(Object location annotation data)
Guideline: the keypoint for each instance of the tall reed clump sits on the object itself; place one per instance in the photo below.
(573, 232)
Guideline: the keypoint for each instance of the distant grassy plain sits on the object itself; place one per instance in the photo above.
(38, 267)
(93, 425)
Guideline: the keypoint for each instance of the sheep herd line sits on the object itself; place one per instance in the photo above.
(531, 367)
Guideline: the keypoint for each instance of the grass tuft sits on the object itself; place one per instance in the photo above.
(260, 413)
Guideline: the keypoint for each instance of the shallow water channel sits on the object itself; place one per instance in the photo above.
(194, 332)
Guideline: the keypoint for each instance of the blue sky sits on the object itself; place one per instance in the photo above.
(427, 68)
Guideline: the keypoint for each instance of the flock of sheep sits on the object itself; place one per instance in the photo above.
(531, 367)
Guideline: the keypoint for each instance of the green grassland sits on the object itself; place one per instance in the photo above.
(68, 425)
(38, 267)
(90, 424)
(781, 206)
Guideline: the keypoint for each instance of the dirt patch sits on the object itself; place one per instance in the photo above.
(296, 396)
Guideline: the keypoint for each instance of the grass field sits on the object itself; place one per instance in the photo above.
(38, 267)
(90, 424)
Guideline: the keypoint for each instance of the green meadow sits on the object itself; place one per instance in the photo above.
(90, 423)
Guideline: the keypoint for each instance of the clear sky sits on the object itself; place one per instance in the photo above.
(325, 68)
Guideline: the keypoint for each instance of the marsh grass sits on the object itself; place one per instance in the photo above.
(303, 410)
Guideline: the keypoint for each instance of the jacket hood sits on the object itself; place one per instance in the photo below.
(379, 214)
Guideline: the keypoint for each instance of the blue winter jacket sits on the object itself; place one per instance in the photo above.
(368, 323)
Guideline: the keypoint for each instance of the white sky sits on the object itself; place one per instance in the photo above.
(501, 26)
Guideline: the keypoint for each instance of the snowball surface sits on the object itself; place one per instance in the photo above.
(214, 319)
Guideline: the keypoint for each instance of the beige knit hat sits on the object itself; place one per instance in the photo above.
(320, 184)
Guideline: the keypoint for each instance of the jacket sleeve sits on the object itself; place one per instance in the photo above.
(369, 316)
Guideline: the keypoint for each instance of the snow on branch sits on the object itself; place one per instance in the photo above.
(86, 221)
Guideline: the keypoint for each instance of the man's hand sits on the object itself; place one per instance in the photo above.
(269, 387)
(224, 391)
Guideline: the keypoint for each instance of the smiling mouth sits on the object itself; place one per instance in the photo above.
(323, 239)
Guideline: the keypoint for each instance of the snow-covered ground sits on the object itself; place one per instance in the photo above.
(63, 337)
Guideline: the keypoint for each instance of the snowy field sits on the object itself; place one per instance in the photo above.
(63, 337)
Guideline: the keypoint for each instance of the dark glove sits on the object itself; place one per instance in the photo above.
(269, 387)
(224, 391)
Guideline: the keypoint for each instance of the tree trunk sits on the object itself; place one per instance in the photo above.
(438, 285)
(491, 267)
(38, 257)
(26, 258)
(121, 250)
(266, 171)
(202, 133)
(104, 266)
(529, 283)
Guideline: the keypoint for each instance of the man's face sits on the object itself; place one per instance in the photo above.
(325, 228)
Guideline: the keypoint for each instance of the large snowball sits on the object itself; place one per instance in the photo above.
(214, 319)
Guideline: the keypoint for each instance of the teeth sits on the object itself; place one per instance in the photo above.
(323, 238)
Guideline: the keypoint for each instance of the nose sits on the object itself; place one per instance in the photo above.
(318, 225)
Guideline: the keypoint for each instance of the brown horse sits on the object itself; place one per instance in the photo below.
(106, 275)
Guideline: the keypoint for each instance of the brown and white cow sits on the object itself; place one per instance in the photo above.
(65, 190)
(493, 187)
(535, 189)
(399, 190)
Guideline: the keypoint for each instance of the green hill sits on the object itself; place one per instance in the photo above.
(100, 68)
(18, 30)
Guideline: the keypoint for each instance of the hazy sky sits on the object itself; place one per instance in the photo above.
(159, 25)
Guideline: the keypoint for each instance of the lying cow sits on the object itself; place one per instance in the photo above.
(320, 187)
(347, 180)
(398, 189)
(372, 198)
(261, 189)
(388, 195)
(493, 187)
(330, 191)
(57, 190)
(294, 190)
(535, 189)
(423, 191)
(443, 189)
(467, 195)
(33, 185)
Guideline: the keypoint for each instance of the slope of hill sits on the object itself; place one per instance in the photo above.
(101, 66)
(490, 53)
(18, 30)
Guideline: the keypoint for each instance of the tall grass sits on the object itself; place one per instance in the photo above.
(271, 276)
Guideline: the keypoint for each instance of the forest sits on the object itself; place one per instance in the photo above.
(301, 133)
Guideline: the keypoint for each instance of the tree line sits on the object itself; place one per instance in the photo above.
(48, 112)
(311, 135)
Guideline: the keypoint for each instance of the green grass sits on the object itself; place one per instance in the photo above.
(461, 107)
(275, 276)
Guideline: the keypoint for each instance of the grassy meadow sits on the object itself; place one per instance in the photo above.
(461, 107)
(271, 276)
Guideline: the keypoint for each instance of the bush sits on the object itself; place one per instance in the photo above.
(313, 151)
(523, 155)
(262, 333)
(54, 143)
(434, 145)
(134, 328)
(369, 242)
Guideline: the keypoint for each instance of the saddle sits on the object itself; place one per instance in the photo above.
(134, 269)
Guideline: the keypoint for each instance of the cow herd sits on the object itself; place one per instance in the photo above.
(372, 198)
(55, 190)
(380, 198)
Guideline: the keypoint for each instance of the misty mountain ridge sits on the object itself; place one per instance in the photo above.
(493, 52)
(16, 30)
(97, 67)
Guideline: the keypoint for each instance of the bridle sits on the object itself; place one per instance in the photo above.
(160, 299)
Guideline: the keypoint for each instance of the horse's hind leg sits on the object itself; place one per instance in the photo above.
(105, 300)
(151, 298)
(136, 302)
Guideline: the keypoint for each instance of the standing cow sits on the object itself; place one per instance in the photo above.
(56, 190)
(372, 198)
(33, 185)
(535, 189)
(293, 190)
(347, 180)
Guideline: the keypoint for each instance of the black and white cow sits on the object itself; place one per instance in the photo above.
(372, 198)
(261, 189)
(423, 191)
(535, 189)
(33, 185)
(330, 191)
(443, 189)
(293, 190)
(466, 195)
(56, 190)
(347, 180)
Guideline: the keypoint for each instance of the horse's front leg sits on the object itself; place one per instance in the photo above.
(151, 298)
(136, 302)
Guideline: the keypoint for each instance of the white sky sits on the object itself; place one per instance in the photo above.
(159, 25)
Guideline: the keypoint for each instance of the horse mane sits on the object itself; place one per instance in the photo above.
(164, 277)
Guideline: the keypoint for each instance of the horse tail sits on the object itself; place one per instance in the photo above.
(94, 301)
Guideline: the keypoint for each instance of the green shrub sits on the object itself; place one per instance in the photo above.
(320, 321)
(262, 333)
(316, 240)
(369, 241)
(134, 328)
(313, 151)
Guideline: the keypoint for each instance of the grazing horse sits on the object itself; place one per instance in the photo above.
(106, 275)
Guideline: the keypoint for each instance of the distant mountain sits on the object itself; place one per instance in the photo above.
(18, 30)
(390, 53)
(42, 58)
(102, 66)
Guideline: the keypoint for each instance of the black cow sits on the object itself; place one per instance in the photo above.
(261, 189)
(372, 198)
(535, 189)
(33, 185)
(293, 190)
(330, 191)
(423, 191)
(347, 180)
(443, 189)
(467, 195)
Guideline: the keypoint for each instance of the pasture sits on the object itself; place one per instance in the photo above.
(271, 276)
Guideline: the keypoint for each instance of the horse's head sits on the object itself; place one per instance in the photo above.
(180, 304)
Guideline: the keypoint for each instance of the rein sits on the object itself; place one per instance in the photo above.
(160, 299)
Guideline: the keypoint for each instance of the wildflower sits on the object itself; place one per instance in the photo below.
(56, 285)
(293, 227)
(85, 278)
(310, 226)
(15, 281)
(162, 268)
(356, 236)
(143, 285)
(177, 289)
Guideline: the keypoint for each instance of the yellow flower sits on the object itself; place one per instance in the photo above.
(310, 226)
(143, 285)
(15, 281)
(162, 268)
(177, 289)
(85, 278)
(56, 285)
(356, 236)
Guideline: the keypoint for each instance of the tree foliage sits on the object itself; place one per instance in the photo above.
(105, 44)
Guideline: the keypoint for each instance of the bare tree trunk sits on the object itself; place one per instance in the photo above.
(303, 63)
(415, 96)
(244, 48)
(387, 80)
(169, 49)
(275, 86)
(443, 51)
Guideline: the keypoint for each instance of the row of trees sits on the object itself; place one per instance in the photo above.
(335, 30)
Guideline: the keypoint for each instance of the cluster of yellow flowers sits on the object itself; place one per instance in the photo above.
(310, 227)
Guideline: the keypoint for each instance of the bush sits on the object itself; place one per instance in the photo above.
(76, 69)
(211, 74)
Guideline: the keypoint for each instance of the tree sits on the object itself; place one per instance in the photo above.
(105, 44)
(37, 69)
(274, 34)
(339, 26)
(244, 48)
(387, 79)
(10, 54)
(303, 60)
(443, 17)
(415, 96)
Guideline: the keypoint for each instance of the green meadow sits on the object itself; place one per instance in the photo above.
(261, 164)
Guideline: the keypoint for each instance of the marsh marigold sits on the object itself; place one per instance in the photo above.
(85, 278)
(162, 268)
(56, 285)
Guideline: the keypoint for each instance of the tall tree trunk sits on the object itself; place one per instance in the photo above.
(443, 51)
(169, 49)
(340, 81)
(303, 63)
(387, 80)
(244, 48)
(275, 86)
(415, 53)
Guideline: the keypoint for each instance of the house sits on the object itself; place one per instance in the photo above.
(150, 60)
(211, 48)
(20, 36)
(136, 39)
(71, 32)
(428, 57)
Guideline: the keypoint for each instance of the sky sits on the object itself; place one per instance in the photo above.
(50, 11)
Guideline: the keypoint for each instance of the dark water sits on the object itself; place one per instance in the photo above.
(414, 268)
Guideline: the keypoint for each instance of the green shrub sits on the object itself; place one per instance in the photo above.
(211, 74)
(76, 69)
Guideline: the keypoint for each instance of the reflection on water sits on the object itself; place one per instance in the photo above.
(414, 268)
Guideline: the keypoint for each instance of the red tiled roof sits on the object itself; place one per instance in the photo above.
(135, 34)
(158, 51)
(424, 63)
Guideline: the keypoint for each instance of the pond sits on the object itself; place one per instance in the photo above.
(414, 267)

__EXERCISE AIM__:
Begin with the line that contains "Guideline: the keypoint for each instance of the marsh marigold" and end with the last line of the records; set down every line in that span exactly, and nothing else.

__SOLUTION FOR THIS EXERCISE__:
Guideline: the keypoint for each instance of the marsh marigold sits on the object itself; place one per instance in the photo above.
(85, 278)
(162, 268)
(56, 285)
Guideline: the keypoint for each instance of the tall tree trunk sits on the object itself; place one per instance in the photo above.
(443, 51)
(169, 49)
(340, 81)
(303, 63)
(387, 80)
(244, 48)
(275, 86)
(415, 53)
Guideline: the keypoint for each instance of the house sits on the object itself; place one per instance in the photo above.
(150, 60)
(211, 48)
(20, 36)
(136, 39)
(71, 32)
(428, 57)
Guideline: the keypoint for each instance of the sky sits on the object itself; place one per instance in the photo above.
(50, 11)
Guideline: the keypoint for each instance of the dark water sits on the object itself; place one per instance in the photo above.
(414, 268)
Guideline: the keypoint for each instance of the green shrub sits on the object itself; place one per instance in the photo above.
(211, 74)
(76, 69)
Guideline: the keypoint for each instance of the reflection on water sits on the object itself; place one per instance in the photo above.
(414, 268)
Guideline: the keypoint for each instance of the red tiled roof sits on the object itself; place one per instance in the photo above.
(135, 34)
(158, 51)
(424, 63)
Guideline: the keypoint for each instance of the pond sits on the object itself; place one per instance in the photo above.
(414, 267)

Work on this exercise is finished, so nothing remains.